Spatial localization data
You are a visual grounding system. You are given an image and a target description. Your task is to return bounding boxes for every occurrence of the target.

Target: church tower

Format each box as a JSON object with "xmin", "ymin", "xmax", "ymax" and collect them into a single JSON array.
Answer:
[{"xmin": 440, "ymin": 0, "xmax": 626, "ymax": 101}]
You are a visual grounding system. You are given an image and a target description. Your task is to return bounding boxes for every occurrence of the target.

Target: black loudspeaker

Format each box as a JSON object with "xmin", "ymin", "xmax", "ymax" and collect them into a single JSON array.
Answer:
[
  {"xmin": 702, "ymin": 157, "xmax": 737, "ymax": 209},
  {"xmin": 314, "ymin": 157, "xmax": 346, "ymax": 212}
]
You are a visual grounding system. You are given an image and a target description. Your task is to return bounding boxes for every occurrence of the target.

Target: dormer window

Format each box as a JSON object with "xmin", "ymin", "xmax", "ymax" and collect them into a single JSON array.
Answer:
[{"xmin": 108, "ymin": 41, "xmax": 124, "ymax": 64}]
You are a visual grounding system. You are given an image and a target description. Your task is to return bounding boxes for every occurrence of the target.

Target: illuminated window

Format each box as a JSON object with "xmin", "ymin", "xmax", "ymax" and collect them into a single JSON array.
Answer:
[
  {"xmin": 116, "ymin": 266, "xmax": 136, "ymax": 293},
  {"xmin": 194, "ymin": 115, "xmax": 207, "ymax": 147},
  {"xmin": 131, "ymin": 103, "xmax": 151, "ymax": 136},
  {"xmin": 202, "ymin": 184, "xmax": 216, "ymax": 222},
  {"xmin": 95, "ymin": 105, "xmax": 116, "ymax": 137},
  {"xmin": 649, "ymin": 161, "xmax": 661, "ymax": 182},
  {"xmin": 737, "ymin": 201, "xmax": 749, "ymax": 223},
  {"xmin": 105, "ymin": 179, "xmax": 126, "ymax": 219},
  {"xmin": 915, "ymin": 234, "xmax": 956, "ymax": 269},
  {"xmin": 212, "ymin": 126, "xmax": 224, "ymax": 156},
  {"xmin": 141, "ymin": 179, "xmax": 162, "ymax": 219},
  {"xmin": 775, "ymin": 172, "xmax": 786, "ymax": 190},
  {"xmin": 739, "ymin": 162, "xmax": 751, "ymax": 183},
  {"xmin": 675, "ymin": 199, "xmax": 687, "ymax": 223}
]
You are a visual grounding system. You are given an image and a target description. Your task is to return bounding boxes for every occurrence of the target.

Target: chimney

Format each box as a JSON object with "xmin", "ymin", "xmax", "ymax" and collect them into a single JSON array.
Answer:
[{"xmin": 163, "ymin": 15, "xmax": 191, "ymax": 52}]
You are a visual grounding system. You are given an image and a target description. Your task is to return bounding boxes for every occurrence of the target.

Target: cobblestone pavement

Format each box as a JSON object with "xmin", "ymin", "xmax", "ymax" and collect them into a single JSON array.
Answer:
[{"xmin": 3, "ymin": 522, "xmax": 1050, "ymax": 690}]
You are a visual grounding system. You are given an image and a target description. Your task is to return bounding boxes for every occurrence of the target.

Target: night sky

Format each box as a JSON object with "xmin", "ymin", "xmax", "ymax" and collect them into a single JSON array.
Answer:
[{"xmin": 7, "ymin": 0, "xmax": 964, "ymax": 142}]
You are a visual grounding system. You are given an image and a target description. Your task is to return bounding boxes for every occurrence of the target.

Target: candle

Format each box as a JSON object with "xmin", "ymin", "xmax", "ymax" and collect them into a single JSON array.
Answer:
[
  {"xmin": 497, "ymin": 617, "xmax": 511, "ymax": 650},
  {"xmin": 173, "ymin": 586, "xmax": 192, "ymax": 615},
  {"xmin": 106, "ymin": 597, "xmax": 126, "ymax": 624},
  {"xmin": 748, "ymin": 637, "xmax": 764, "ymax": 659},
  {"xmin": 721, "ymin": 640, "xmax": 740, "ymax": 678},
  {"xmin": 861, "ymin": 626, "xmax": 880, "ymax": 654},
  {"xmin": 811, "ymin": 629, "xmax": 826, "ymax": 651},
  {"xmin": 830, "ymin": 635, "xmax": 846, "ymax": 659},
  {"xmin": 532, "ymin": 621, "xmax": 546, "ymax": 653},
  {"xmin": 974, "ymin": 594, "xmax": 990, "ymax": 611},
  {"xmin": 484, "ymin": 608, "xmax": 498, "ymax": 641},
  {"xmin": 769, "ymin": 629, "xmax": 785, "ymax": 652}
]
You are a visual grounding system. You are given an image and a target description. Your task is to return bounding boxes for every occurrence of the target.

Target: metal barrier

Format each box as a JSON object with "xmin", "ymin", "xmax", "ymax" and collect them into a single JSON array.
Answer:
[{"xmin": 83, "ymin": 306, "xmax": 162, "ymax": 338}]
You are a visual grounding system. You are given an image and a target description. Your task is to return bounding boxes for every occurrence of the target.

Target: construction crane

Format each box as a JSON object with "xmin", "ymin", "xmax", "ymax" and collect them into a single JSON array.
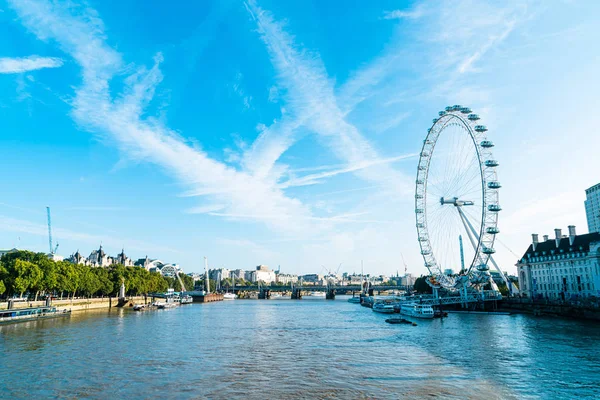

_ABOUT THIS EXERCISE:_ Reproduce all of the records above exactly, but exclude the pictures.

_TASK SOLUTION:_
You are a visual grounding system. You are given an image and a target description. Your task is to return bounding boxes for every occurrence of the target.

Target: church tower

Format each box as a JSON object with "xmin", "ymin", "xmax", "ymax" and collect them into a single JSON array.
Answer:
[{"xmin": 440, "ymin": 0, "xmax": 626, "ymax": 101}]
You are a visual grounding system. You are given an image and a target description. Your task is to return bounding boxes for every occurrence of the target.

Target: black loudspeaker

Format each box as a JSON object with "xmin", "ymin", "xmax", "ymax" and collect them into a single JSON array.
Answer:
[
  {"xmin": 702, "ymin": 157, "xmax": 737, "ymax": 209},
  {"xmin": 314, "ymin": 157, "xmax": 346, "ymax": 212}
]
You are a visual grounding system. You are given an image and a target description. Your task is to return bounding boxes for every occurrence of the target.

Target: dormer window

Format each box as a JSON object with "xmin", "ymin", "xmax", "ymax" and collect them into a single JSON array.
Answer:
[{"xmin": 108, "ymin": 41, "xmax": 124, "ymax": 64}]
You are a visual grounding system. You are given an image and a target description. Your task is to return bounding boxes for every occurrence of the target.

Target: illuminated window

Format each box as a JSON object with "xmin", "ymin", "xmax", "ymax" and collect them into a single JSON array.
Answer:
[
  {"xmin": 116, "ymin": 266, "xmax": 136, "ymax": 293},
  {"xmin": 194, "ymin": 115, "xmax": 207, "ymax": 147},
  {"xmin": 131, "ymin": 103, "xmax": 151, "ymax": 136},
  {"xmin": 202, "ymin": 184, "xmax": 216, "ymax": 222},
  {"xmin": 95, "ymin": 105, "xmax": 116, "ymax": 137},
  {"xmin": 649, "ymin": 161, "xmax": 661, "ymax": 182},
  {"xmin": 737, "ymin": 201, "xmax": 749, "ymax": 223},
  {"xmin": 105, "ymin": 179, "xmax": 126, "ymax": 219},
  {"xmin": 915, "ymin": 234, "xmax": 956, "ymax": 269},
  {"xmin": 212, "ymin": 126, "xmax": 224, "ymax": 156},
  {"xmin": 141, "ymin": 179, "xmax": 162, "ymax": 219},
  {"xmin": 775, "ymin": 172, "xmax": 786, "ymax": 190},
  {"xmin": 739, "ymin": 162, "xmax": 751, "ymax": 183},
  {"xmin": 675, "ymin": 199, "xmax": 687, "ymax": 223}
]
You are a visual grounding system. You are given an image and a target description. Your task is to return bounding boxes for every occurrence of the target.

Target: chimney

Format each box as a JSON object with "xmin", "ymin", "xmax", "ymax" and collect them into a single JSON array.
Answer:
[{"xmin": 163, "ymin": 15, "xmax": 191, "ymax": 52}]
You are a visual grounding system. You are given an image and a target description. Your task is to return bounding boxes for every occurrence of the target.

Target: cobblestone pavement

Format each box as a JSON object with "xmin", "ymin", "xmax", "ymax" and collect them into a single JSON array.
Answer:
[{"xmin": 3, "ymin": 522, "xmax": 1050, "ymax": 690}]
You are a visual grounding system. You are given an image and a target description. Your task is to return bounding boxes for every occurrence of the target.

Target: night sky

Format each box as a JSON object with "xmin", "ymin", "xmax", "ymax" and collect them into a single JSON array.
Answer:
[{"xmin": 7, "ymin": 0, "xmax": 964, "ymax": 142}]
You are a visual grounding system. You are given an image and a target description. Your task is to return bounding boxes for every occurrence of the target.

Target: candle

Format each box as a JSON object with "xmin", "ymin", "xmax", "ymax" and collect them into a single JSON array.
Answer:
[
  {"xmin": 497, "ymin": 617, "xmax": 511, "ymax": 650},
  {"xmin": 173, "ymin": 586, "xmax": 192, "ymax": 615},
  {"xmin": 106, "ymin": 597, "xmax": 126, "ymax": 624},
  {"xmin": 748, "ymin": 637, "xmax": 764, "ymax": 659},
  {"xmin": 721, "ymin": 640, "xmax": 740, "ymax": 678},
  {"xmin": 861, "ymin": 626, "xmax": 880, "ymax": 654},
  {"xmin": 811, "ymin": 629, "xmax": 826, "ymax": 651},
  {"xmin": 830, "ymin": 635, "xmax": 846, "ymax": 659},
  {"xmin": 532, "ymin": 621, "xmax": 546, "ymax": 653},
  {"xmin": 974, "ymin": 594, "xmax": 990, "ymax": 611},
  {"xmin": 484, "ymin": 608, "xmax": 498, "ymax": 641},
  {"xmin": 769, "ymin": 629, "xmax": 785, "ymax": 652}
]
You are a visual grounding system. You are given an image and a target description. Your task is to return bounding boxes for every occurrence of the target.

Target: metal barrier

Format each box as a JSON object with "xmin", "ymin", "xmax", "ymax" and collect them into a single JSON array.
Answer:
[{"xmin": 83, "ymin": 306, "xmax": 162, "ymax": 338}]
You are a visual grounding system. You are given an image and a target description. Your task is to return bounding boxes for every occurrence of the target.

Target: construction crane

Format each box as a JSON object with "xmin", "ymin", "xmax", "ymax" and collect them into a single JSON array.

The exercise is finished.